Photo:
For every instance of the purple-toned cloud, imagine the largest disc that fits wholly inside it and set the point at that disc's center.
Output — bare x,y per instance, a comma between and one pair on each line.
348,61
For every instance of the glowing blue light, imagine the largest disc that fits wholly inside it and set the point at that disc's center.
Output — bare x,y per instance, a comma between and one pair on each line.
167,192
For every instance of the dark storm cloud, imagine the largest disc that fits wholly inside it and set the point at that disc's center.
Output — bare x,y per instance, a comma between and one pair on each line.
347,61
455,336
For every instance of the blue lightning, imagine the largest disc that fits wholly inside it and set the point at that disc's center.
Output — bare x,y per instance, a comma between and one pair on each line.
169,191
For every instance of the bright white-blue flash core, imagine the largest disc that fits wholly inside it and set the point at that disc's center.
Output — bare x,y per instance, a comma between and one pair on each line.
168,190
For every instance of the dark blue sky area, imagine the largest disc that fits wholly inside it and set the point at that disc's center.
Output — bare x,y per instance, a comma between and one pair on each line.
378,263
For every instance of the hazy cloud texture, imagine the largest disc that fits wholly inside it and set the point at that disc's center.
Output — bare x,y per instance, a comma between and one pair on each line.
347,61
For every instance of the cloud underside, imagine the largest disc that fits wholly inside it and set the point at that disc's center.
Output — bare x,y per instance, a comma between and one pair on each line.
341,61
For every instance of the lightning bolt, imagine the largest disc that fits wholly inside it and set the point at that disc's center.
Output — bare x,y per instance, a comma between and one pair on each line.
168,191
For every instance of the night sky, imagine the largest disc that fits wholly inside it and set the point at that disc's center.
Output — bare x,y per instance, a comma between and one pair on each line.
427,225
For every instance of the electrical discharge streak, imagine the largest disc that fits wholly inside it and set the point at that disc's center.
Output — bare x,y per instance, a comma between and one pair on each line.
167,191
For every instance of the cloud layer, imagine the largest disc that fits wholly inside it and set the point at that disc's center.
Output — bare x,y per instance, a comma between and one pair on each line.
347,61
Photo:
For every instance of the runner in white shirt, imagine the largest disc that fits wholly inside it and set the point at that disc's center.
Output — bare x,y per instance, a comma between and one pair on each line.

- [What you are asked to do]: Set down, unchanged, the line that contains "For every instance of the lightning" together with every later line in the records, through the last one.

- [Completed task]:
For every instance of the lightning bolt, imagine the largest disc that fits wholly inside it and set the point at that disc's center.
Output — bare x,y per instance, a comma between and one pair on each line.
168,191
For every instance of the night sky, imagine the largest disc that fits wholly inside it and set the point at that disc's center.
Output — bare x,y per instance, a comma between and one pair on each line.
427,225
For every instance of the electrical discharge streak, imagine the largest disc that fits wholly inside it and set the point at that disc's center.
Output — bare x,y per instance, a comma between and one pair on each line.
167,191
For every instance of the cloud layer, imagine the largest disc that fits wholly inside it and set the point at that disc's center.
Output — bare x,y per instance, a comma between and one pair on each line.
347,61
Photo:
For every instance of the runner in white shirt, imagine the largest disc that fits wholly inside it and set the point at that disc's center.
Output — bare x,y per instance, a comma between and one pair on each line.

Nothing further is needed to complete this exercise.